Problem to work on
Look for the string "blue" in the listing below and copy every line in which it appears.

━━━━━━━━━━━━━━━━━━━━━━━━━━━━━━

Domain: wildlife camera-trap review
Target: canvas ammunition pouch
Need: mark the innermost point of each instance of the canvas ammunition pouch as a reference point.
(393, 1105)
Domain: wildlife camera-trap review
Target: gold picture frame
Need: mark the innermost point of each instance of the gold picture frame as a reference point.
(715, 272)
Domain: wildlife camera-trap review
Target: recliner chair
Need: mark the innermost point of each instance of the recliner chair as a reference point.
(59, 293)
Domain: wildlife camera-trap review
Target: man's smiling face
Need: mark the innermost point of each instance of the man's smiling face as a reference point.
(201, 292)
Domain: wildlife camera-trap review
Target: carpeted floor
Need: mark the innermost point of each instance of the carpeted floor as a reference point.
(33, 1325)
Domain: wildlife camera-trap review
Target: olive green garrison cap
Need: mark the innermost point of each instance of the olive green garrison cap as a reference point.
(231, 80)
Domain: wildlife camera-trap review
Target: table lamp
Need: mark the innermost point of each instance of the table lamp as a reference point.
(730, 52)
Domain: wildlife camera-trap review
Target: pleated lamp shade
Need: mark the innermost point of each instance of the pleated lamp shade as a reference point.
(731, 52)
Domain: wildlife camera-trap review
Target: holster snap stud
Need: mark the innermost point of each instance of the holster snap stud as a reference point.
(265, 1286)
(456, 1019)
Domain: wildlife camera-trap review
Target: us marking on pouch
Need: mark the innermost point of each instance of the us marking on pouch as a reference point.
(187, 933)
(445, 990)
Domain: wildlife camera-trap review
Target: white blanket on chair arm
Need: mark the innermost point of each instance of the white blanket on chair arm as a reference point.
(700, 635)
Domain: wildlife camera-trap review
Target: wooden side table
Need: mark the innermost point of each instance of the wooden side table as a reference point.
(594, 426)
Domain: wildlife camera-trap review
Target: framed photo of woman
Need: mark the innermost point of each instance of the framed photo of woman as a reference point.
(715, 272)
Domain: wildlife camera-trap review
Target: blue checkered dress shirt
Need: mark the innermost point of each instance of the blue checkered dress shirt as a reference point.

━━━━━━━━━━━━━━━━━━━━━━━━━━━━━━

Solution to this exercise
Target: blue checkered dress shirt
Need: mark the innermost point of each instance of the blue checkered dress shirt as a reference point.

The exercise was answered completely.